┌─ Data rows
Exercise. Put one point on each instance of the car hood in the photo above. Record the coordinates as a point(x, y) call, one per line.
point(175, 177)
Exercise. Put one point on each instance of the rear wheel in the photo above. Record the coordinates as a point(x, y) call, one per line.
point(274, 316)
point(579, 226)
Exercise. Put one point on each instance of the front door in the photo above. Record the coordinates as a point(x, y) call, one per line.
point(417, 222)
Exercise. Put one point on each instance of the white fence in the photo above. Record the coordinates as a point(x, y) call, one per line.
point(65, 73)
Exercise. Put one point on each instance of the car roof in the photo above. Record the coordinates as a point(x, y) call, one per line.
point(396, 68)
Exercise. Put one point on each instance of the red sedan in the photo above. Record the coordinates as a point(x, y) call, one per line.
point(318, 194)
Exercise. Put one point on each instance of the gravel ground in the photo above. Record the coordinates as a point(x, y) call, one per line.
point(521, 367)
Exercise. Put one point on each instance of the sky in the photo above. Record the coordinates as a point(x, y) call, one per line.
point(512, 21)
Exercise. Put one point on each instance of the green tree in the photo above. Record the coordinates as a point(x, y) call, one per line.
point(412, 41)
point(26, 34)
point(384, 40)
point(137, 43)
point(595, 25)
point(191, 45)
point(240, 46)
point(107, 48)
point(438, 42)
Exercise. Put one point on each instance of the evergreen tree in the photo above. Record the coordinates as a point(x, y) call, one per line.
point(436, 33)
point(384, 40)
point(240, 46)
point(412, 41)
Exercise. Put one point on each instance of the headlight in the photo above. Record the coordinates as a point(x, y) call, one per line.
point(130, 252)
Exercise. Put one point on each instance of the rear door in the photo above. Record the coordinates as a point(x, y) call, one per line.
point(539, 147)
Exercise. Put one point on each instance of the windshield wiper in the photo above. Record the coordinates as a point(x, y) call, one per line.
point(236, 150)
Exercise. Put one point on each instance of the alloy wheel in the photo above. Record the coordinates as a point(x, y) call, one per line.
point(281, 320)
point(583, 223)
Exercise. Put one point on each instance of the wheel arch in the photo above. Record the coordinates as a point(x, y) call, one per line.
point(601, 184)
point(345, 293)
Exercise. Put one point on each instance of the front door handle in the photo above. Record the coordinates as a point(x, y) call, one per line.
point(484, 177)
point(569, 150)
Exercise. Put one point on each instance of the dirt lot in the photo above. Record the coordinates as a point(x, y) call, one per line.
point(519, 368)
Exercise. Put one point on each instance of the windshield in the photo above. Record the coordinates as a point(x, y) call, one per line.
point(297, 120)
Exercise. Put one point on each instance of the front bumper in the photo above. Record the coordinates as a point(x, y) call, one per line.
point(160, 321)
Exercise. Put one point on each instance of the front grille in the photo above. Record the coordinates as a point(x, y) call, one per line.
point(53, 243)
└─
┌─ Data rows
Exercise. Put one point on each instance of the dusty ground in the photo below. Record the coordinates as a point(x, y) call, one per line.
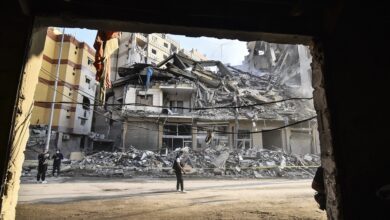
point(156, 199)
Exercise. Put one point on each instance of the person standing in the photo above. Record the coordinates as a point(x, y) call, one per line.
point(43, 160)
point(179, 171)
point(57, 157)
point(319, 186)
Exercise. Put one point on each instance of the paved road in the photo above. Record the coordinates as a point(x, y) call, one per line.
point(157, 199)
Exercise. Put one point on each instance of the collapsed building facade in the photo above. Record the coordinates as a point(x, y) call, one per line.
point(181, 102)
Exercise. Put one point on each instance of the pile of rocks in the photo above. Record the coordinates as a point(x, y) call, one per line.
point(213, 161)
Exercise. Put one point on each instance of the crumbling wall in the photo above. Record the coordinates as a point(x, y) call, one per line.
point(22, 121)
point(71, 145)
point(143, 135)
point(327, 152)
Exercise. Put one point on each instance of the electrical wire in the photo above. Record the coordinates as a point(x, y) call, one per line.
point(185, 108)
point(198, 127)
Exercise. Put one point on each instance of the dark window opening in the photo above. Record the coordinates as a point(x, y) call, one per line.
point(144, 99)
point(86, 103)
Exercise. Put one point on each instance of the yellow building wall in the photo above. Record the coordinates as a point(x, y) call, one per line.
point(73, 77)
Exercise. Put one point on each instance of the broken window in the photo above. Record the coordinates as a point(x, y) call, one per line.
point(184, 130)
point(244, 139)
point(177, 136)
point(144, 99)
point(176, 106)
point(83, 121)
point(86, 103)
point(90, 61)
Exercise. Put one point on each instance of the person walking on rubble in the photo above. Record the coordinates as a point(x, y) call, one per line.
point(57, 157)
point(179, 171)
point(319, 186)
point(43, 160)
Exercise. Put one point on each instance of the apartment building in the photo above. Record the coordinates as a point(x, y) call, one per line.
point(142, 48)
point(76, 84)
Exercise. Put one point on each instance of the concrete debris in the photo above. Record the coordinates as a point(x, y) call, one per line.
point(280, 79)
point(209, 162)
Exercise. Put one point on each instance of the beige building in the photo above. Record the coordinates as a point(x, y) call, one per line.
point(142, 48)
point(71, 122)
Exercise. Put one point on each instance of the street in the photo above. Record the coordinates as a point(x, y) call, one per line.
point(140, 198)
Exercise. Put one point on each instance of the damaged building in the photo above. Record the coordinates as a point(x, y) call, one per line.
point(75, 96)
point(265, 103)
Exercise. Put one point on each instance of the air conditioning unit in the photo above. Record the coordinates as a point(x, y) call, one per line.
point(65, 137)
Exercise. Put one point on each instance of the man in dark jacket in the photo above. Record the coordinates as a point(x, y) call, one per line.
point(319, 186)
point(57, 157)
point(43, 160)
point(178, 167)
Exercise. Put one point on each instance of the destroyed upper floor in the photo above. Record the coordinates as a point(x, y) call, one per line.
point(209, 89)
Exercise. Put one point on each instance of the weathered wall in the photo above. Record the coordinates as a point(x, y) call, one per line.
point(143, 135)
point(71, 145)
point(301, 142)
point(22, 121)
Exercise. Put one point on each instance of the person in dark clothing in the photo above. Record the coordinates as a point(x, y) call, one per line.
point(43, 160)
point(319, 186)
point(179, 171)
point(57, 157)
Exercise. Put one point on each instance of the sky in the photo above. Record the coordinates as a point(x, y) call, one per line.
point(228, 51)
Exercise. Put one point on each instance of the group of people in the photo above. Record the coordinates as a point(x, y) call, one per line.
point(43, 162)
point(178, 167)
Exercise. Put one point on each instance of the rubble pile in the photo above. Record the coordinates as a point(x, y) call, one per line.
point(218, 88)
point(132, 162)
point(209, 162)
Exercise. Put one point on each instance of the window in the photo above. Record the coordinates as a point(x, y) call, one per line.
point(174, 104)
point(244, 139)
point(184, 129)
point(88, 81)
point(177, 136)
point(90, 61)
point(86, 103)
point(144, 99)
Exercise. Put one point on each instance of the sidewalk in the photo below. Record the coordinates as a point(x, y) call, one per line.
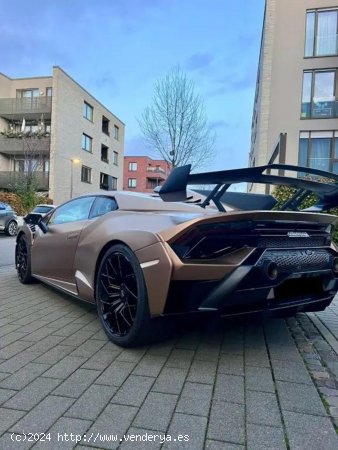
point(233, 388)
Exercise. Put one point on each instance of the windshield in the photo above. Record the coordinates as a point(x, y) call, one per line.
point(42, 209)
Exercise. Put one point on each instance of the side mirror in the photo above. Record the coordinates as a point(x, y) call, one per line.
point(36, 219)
└─
Retype the stretch of rows above from the line containing "Exercise. Put one point on each instance of the white" through the line containing "point(539, 147)", both included, with no change to any character.

Exercise. Put one point on each instance of the white fence in the photo above. Record the coordinates as a point(x, y) call, one per line.
point(65, 73)
Exercise. Put one point on each instance of the car roof in the photo above. Record the coordinates as a point(x, y) call, one per line.
point(396, 68)
Exercise. Put one point on each instance of the red sedan in the photo above. Record the coordinates as a point(x, y) call, one per line.
point(318, 194)
Exercise. Put one point on each instance of the gravel ground in the photo above. Record the coordinates as a point(x, y) call, one per line.
point(521, 367)
Exercise. Put one point on each instance of the sky in the photo above. Record the coordinates as a point(x, y) call, one per line.
point(512, 21)
Exercise. Put one point on each instance of the green tree in the photo above. Record the coordinates as a point(x, y) call, one per line.
point(412, 41)
point(26, 34)
point(384, 40)
point(137, 43)
point(595, 25)
point(191, 45)
point(240, 46)
point(107, 48)
point(438, 42)
Exercise. Put one point on each instance of the evergreen tree in the photo above. Record the coordinates as a point(x, y) call, one per line.
point(436, 33)
point(384, 40)
point(240, 46)
point(412, 41)
Exercise. Put one point on each instance of the headlight in the photo above. Record the coordinates as a point(x, y) call, one per line.
point(130, 252)
Exercise. Put one point on each instance of the rear door in the photo above. Record the coordinates as a point(x, y) call, one per line.
point(539, 147)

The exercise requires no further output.